▸ Excerpted passage
It's okay for your fave to be problematic. I just worry when people rage out when you point this out, rather than just nodding and saying, "Yeah, there's some not okay stuff here."
And also the realization that the stuff we like can shift and adapt. After all... it's all make-believe, yeah? So why not cast off the cumbersome shackles of a slavish devotion to a "Glorious Past" that never existed? It's how progress is made. In order to change the world... one must first imagine a better one. Otto Lielenthal, Glider-King Of Prussia, and the Wright Brothers never would have gotten off the ground had Icarus never flown too close to the sun.
Yeah this was one of your better episodes, I really thought you nailed it here. That part with the butterfly in Jojo Rabbit, still really gets to me The Iron Dream would make for an awesome metatextual movie
@@jordanloux3883 Yeah that'll be cool like a more insidious version of Garth Marenghi's Dark Place. I was thinking playing it like a more Galaxy Quest approach.
It's something of a slog, TBH. Bob wasn't kidding about it being deliberately badly written. Still, there's a fascination to it, like a really grisly automobile accident.
The rest of Spinrad's stuff is pretty good too. Check out Bug Jack Barron and (maybe harder to find) The Men In The Jungle (dedicated to none other than Harlan Ellison, "the Dangerous Vision that got away").
Apparently the Karl May angle kept going well into the war. Hitler was pushing his books onto people in the German military as fine examples of military tactics. They were not, but nobody was going to tell Hitler that. There's an early episode of the exceptional podcast Behind The Bastards that covers this wonderfully.
8:13 Figured it'd be good to transplant this from the original video, but no future commenters: Bob isn't saying hating Thundercats makes you a Nazi. He's just making a joke about ludicrous overreactions to juvenile media.
Which of course have also been made elsewhere... "Final Crisis" gave us Superboy Prime, an AU teenage version of Superman who was ready to destroy all of reality because it had gotten too full of anguish and despair... anguish and despair he was all too happy to joyfully inflict on his enemies while simultaneously blaming them for "stooping to their level." "LOOK AT WHAT YOU MADE ME DO!" Superboy Prime would scream, as he RIPPED AN OPPONENT'S ARM CLEAN OFF. As Linkara would later observe several times in "Atop The Fourth Wall," Superboy Prime is an embodiment of fanboy-entitlement- always looking back at a rose-colored past that never really existed, and throwing a destructive temper-tantrum when he didn't get his way.
Basically, anything that pits good and evil against each other in some way has the potential to inspire bigotry, even if the story itself is neither pulp nor bigoted. The Lord of the Rings is a great work of literature, but it can also inspire Nazis qhen they see themselfes as Aragorn and the group they hate as the Orcs. And don't forget the mental gymnastics some Star Wars fans perform by seeing themselfes as the Rebels while admiering the Empire at the same time.

▸ What to do
(a) Copy the part of the comment thread that begins at the words "It's something of" and stops after "covers this wonderfully.".
(b) Answer these questions using the comment thread:
(i) Which figure does the comment thread name together with the Wright Brothers as never getting off the ground without Icarus?
(ii) To whom is The Men In The Jungle dedicated?
(iii) Which podcast covers Hitler pushing Karl May's books on the German military?
Work only from the comment thread.

▸ Raw records
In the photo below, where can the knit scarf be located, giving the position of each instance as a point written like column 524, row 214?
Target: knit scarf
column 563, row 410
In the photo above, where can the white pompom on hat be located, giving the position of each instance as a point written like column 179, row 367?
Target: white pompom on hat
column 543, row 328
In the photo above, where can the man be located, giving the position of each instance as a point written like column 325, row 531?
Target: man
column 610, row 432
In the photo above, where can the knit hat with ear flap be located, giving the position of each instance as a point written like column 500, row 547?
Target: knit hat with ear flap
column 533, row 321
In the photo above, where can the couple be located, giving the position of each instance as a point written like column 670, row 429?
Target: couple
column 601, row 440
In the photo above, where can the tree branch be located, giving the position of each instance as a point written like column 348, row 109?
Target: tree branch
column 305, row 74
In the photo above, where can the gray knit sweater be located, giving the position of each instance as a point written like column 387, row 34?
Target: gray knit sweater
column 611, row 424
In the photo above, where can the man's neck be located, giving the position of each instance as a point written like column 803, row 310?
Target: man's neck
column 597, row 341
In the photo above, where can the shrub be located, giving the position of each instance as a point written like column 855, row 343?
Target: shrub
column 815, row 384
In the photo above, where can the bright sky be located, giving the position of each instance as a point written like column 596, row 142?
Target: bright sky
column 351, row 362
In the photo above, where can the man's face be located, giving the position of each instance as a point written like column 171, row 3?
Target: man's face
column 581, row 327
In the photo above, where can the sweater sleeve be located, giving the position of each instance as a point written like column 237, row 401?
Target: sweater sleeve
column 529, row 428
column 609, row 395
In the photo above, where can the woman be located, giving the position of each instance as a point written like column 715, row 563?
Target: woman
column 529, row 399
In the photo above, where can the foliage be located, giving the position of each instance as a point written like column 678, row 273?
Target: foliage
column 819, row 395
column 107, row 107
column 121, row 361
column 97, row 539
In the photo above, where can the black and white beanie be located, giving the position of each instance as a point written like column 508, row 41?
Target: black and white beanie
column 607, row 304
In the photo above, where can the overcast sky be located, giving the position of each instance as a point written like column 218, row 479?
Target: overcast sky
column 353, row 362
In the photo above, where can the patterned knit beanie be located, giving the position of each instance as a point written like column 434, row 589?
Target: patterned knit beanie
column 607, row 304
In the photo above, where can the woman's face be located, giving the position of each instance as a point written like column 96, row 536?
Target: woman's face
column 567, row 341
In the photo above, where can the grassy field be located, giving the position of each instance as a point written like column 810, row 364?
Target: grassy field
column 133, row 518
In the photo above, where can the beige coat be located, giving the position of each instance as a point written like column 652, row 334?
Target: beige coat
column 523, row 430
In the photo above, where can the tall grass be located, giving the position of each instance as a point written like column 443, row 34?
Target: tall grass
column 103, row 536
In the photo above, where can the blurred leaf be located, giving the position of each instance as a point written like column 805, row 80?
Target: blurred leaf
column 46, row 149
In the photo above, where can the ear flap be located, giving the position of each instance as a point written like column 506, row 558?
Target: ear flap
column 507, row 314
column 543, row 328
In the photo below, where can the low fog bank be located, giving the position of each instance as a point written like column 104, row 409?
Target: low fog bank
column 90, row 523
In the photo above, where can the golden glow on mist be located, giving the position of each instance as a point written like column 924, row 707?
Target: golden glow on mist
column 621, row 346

▸ Answers to the problems
(a)
It's something of a slog, TBH. Bob wasn't kidding about it being deliberately badly written. Still, there's a fascination to it, like a really grisly automobile accident.
The rest of Spinrad's stuff is pretty good too. Check out Bug Jack Barron and (maybe harder to find) The Men In The Jungle (dedicated to none other than Harlan Ellison, "the Dangerous Vision that got away").
Apparently the Karl May angle kept going well into the war. Hitler was pushing his books onto people in the German military as fine examples of military tactics. They were not, but nobody was going to tell Hitler that. There's an early episode of the exceptional podcast Behind The Bastards that covers this wonderfully.

(b)
(i) Otto Lielenthal, Glider-King Of Prussia
(ii) Harlan Ellison
(iii) Behind The Bastards